DATASET ENTRIES Start Marker

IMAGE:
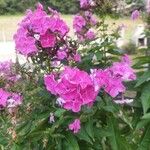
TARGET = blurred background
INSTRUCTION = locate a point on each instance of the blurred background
(12, 11)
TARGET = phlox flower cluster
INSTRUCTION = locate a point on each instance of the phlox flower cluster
(40, 32)
(135, 15)
(76, 88)
(7, 72)
(148, 6)
(75, 126)
(86, 4)
(83, 24)
(9, 99)
(111, 79)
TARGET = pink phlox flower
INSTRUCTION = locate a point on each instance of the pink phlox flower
(78, 23)
(75, 126)
(74, 87)
(123, 69)
(148, 6)
(90, 35)
(4, 95)
(48, 40)
(135, 15)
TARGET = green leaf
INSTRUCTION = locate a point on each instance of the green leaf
(116, 141)
(59, 112)
(72, 142)
(145, 140)
(145, 77)
(145, 97)
(146, 116)
(83, 135)
(89, 128)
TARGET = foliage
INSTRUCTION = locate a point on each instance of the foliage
(19, 6)
(111, 123)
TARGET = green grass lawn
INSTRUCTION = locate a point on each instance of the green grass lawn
(8, 25)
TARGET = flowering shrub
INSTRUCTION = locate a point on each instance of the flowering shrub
(44, 37)
(67, 100)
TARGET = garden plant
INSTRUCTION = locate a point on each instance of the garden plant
(74, 92)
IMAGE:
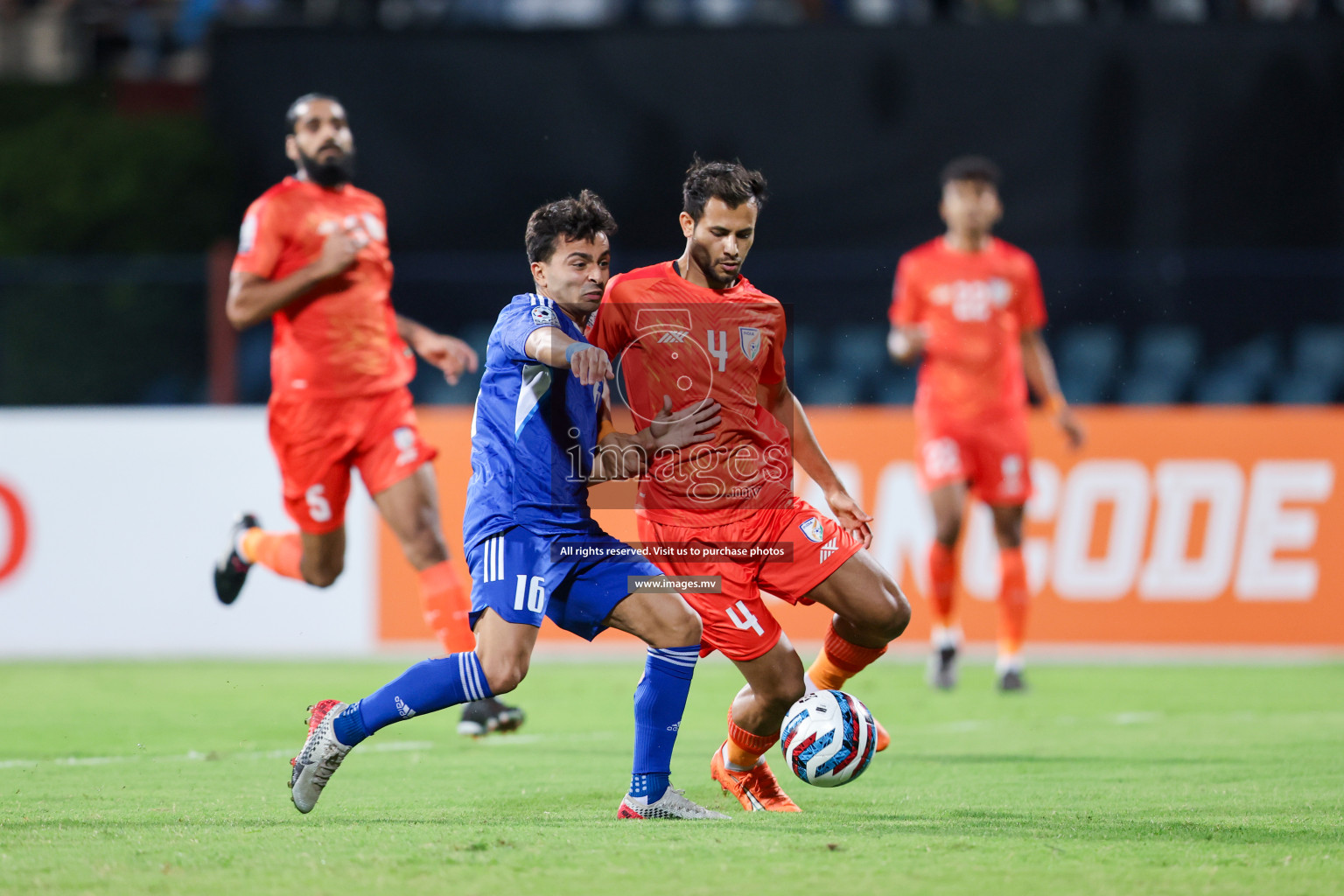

DATASET ENTRIES End Marker

TASK. The entries above should be reproduced exactly, without their pictures.

EXPECTED ANSWER.
IMAGE:
TARGET = blurred background
INSTRUCTION = locate a point on each instance of the blurred background
(12, 11)
TARGET = phlox flower cluster
INSTRUCTION = locate a point on each instance of the phlox flower cluster
(40, 32)
(135, 15)
(76, 88)
(7, 72)
(148, 6)
(75, 126)
(86, 4)
(83, 24)
(9, 99)
(111, 79)
TARGET = pink phlox flower
INSTRUCTION = locate a point on each instance of the pink phlox flower
(78, 23)
(75, 126)
(74, 87)
(123, 69)
(148, 6)
(90, 35)
(4, 95)
(48, 40)
(135, 15)
TARGET = green leaf
INSTRUCTION = locate a point on each instance of the green leaf
(116, 141)
(59, 112)
(72, 142)
(145, 140)
(145, 77)
(145, 97)
(146, 116)
(83, 135)
(89, 128)
TARGET = foliage
INSTRUCTION = locate a point on each instance of the foliage
(19, 6)
(111, 123)
TARGET = green grass lawn
INSTRUCTION = locate a point on each instance of the green grass lawn
(8, 25)
TARGET = flowering shrub
INSTRUCTION = locate a point on each instance of the flowering shrub
(44, 37)
(67, 100)
TARGET = garden plant
INSTRUCTION = locate a point on each instance of the garden plant
(74, 92)
IMAGE:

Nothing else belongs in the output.